• Consegna
Riporta testualmente ogni riga dell'elenco qui sotto, dalla prima all'ultima.

• Raccolta dati
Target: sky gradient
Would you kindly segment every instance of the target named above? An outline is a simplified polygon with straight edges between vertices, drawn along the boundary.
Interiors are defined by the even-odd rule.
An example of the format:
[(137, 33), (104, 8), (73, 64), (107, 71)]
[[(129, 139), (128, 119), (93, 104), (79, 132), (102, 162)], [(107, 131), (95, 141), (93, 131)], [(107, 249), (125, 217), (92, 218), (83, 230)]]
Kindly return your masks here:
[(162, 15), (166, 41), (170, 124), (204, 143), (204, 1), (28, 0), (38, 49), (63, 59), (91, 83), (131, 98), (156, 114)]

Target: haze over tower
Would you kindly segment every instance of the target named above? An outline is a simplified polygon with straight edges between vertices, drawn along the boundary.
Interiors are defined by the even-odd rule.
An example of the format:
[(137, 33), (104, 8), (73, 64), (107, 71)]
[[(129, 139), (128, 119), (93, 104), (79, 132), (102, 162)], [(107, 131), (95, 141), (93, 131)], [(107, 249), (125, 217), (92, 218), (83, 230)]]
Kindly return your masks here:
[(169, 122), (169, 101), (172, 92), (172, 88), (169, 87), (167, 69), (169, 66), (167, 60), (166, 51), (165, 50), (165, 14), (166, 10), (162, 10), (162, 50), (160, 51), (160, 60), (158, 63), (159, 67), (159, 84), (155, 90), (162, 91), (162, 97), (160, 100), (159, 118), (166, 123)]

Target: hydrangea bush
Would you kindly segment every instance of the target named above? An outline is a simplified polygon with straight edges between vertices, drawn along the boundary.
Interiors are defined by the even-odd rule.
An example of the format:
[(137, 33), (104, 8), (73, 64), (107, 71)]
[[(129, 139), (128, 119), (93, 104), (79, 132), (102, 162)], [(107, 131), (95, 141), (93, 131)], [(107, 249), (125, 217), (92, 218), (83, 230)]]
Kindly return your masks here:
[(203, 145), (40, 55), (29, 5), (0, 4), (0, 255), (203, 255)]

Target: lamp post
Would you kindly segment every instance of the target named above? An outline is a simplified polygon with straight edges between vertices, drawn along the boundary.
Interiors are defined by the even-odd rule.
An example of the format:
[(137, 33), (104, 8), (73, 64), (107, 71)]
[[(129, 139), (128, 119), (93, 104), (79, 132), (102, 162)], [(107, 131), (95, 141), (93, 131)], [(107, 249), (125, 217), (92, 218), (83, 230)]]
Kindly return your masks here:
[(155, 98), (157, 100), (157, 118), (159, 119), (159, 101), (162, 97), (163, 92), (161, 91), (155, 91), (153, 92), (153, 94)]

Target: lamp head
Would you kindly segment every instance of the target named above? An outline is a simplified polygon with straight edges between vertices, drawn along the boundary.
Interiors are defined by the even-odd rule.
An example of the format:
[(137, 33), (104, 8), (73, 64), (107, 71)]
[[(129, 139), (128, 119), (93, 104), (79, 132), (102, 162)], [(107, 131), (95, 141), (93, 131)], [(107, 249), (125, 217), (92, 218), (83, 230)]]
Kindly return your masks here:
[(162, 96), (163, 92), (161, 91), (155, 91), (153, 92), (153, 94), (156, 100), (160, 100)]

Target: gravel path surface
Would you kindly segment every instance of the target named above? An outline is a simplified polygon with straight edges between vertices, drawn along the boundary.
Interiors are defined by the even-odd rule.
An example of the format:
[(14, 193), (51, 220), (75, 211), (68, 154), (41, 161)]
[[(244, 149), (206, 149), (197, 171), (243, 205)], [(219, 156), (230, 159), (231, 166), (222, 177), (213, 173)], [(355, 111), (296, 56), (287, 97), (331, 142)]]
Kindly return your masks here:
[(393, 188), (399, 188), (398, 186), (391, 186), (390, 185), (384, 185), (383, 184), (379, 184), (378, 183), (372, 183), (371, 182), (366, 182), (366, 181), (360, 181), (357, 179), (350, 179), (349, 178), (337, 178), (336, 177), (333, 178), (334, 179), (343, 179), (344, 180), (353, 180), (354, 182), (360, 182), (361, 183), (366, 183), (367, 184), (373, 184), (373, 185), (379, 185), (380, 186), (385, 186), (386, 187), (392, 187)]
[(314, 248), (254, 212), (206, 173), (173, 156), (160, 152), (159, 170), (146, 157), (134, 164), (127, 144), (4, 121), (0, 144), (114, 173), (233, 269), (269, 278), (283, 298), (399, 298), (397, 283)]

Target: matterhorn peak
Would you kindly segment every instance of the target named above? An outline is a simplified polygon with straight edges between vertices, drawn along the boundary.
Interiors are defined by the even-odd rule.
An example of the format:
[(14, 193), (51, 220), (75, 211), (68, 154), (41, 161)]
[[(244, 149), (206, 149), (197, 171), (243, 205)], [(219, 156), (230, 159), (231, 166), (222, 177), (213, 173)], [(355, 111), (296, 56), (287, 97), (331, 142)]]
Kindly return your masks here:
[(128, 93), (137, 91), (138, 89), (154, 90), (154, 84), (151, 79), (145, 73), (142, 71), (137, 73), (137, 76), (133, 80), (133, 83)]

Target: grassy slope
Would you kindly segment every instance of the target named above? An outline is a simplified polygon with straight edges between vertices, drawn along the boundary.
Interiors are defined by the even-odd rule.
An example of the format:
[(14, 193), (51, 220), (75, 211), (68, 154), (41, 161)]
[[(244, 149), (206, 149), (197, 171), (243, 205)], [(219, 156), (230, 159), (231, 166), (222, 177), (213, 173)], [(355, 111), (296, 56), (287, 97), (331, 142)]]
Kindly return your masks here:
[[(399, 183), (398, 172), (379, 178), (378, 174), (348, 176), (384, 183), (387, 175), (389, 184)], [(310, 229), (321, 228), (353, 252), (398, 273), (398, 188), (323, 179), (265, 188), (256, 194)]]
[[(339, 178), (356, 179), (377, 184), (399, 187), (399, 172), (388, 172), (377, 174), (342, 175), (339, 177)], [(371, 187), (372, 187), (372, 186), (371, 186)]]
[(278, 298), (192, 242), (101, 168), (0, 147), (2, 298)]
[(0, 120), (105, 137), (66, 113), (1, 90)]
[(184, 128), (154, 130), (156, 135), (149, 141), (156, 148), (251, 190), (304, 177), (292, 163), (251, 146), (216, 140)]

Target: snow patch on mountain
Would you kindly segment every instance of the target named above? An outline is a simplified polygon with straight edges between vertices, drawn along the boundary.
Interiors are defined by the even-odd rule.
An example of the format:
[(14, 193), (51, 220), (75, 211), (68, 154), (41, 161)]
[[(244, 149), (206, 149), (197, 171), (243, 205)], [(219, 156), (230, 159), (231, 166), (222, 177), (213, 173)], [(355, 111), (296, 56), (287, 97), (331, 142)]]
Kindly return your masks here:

• Risposta
Target: sky gradient
Would you kindly segment every instance of the target named above? An outline is a simplified polygon with straight edges between vertices, drawn along the boundary.
Interiors are defined by the even-odd rule.
An example of the format:
[(137, 33), (104, 8), (73, 64), (107, 71)]
[[(129, 139), (128, 119), (93, 104), (79, 132), (102, 162)], [(107, 131), (95, 141), (93, 131)], [(107, 249), (125, 217), (92, 218), (83, 230)]]
Kindly return your masks here:
[(162, 15), (166, 41), (170, 124), (204, 143), (204, 1), (28, 0), (38, 49), (63, 59), (91, 83), (131, 98), (156, 114)]

Target: haze over tower
Would you kindly segment every instance of the target named above? An outline is a simplified polygon with straight edges between vertices, drawn along the boundary.
Interiors are defined by the even-odd rule.
An example of the format:
[(137, 33), (104, 8), (73, 64), (107, 71)]
[[(129, 139), (128, 119), (93, 104), (79, 132), (102, 162)], [(107, 131), (95, 141), (93, 131)], [(107, 249), (125, 217), (92, 218), (83, 230)]]
Kindly return your masks here:
[(169, 122), (169, 101), (172, 92), (172, 88), (169, 87), (167, 69), (169, 66), (167, 60), (166, 51), (165, 50), (165, 14), (166, 10), (162, 10), (162, 50), (160, 51), (160, 60), (158, 63), (159, 67), (159, 84), (155, 90), (162, 91), (162, 97), (160, 100), (159, 118), (166, 123)]

Target: hydrangea bush
Would you kindly segment every instance of the target named above? An outline is a simplified polygon with straight edges between vertices, drawn along the boundary.
Interiors are defined by the even-odd rule.
An example of the format:
[(137, 33), (104, 8), (73, 64), (107, 71)]
[[(129, 139), (128, 119), (93, 104), (79, 132), (102, 162)], [(107, 131), (95, 141), (93, 131)], [(107, 249), (125, 217), (92, 218), (83, 230)]]
Kindly return your masks here:
[(203, 145), (40, 55), (29, 5), (0, 4), (0, 255), (203, 255)]

Target: lamp post
Would you kindly segment every instance of the target named above? An outline is a simplified polygon with straight edges between vertices, drawn along the boundary.
Interiors are defined by the even-odd rule.
An example of the format:
[(137, 33), (104, 8), (73, 64), (107, 71)]
[[(129, 139), (128, 119), (93, 104), (79, 132), (102, 162)], [(107, 131), (95, 141), (93, 131)], [(107, 249), (125, 217), (92, 218), (83, 230)]]
Kindly return your masks here:
[(155, 98), (157, 100), (157, 118), (159, 119), (159, 101), (162, 97), (163, 92), (161, 91), (155, 91), (153, 92), (153, 94)]

Target: lamp head
Would you kindly segment every instance of the target named above? An outline is a simplified polygon with straight edges between vertices, drawn along the boundary.
Interiors are defined by the even-odd rule.
An example of the format:
[(137, 33), (104, 8), (73, 64), (107, 71)]
[[(129, 139), (128, 119), (93, 104), (79, 132), (102, 162)], [(107, 131), (95, 141), (93, 131)], [(107, 249), (125, 217), (92, 218), (83, 230)]]
Kindly return your masks here:
[(162, 96), (163, 92), (161, 91), (155, 91), (153, 92), (153, 94), (156, 100), (160, 100)]

Target: gravel path surface
Would you kindly segment every instance of the target named above? An outline is a simplified polygon with straight edges between vertices, drawn along the boundary.
Interiors are defined by the even-odd rule.
An example of the format:
[(14, 193), (51, 220), (75, 211), (68, 154), (41, 161)]
[[(244, 149), (206, 149), (197, 171), (243, 205)], [(219, 156), (230, 159), (231, 166), (222, 177), (213, 173)], [(355, 111), (296, 56), (287, 97), (331, 142)]]
Kindly return your masks here:
[(393, 188), (399, 188), (398, 186), (391, 186), (390, 185), (384, 185), (383, 184), (379, 184), (378, 183), (372, 183), (371, 182), (366, 182), (366, 181), (360, 181), (357, 179), (350, 179), (349, 178), (337, 178), (336, 177), (333, 178), (334, 179), (343, 179), (344, 180), (353, 180), (354, 182), (360, 182), (361, 183), (366, 183), (367, 184), (373, 184), (373, 185), (379, 185), (380, 186), (385, 186), (386, 187), (392, 187)]
[(314, 248), (254, 212), (206, 173), (173, 156), (160, 152), (159, 170), (146, 157), (134, 164), (127, 144), (4, 121), (0, 144), (114, 173), (233, 269), (269, 278), (283, 298), (399, 298), (397, 283)]

Target: matterhorn peak
Would you kindly segment every instance of the target named above? An outline is a simplified polygon with straight edges between vertices, drawn along the boundary.
Interiors are defined by the even-odd rule.
An example of the format:
[(14, 193), (51, 220), (75, 211), (68, 154), (41, 161)]
[[(244, 149), (206, 149), (197, 171), (243, 205)], [(219, 156), (230, 159), (231, 166), (222, 177), (213, 173)], [(355, 111), (296, 56), (287, 97), (331, 142)]]
Kindly return your masks here:
[(128, 93), (137, 91), (138, 89), (154, 90), (154, 84), (151, 79), (145, 73), (142, 71), (137, 73), (137, 76), (133, 80), (133, 83)]

Target: grassy slope
Would you kindly segment every instance of the target named above? An outline is a simplified polygon with straight edges between vertices, drawn along the boundary.
Interiors are defined by the even-odd rule.
An example of the format:
[(14, 193), (51, 220), (75, 211), (68, 154), (41, 161)]
[[(244, 149), (206, 149), (197, 171), (243, 205)], [(219, 156), (230, 159), (231, 166), (222, 177), (213, 173)], [(355, 111), (296, 56), (287, 97), (331, 142)]]
Kindly return your masks here:
[[(399, 183), (398, 172), (379, 178), (378, 174), (348, 176), (384, 183), (387, 175), (389, 184)], [(310, 229), (321, 228), (353, 252), (398, 273), (398, 188), (323, 179), (265, 188), (256, 194)]]
[[(339, 178), (356, 179), (377, 184), (399, 187), (399, 172), (388, 172), (377, 174), (342, 175), (339, 177)], [(371, 187), (372, 187), (372, 186), (371, 186)]]
[(278, 298), (192, 242), (101, 168), (0, 147), (2, 298)]
[(0, 120), (105, 137), (66, 113), (1, 90)]
[(184, 128), (154, 130), (156, 135), (149, 141), (156, 148), (251, 190), (304, 177), (292, 163), (251, 146), (216, 140)]

Target: snow patch on mountain
Would you kindly segment every instance of the target named above? An outline is a simplified polygon with straight edges between vertices, drawn along the boundary.
Interiors are defined by the even-odd rule.
An example of the format:
[(14, 193), (51, 220), (75, 211), (68, 154), (41, 161)]
[[(244, 149), (206, 149), (197, 171), (243, 205)], [(219, 156), (230, 159), (231, 166), (222, 177), (213, 173)], [(355, 111), (296, 56), (287, 97), (331, 142)]]
Kindly return your masks here:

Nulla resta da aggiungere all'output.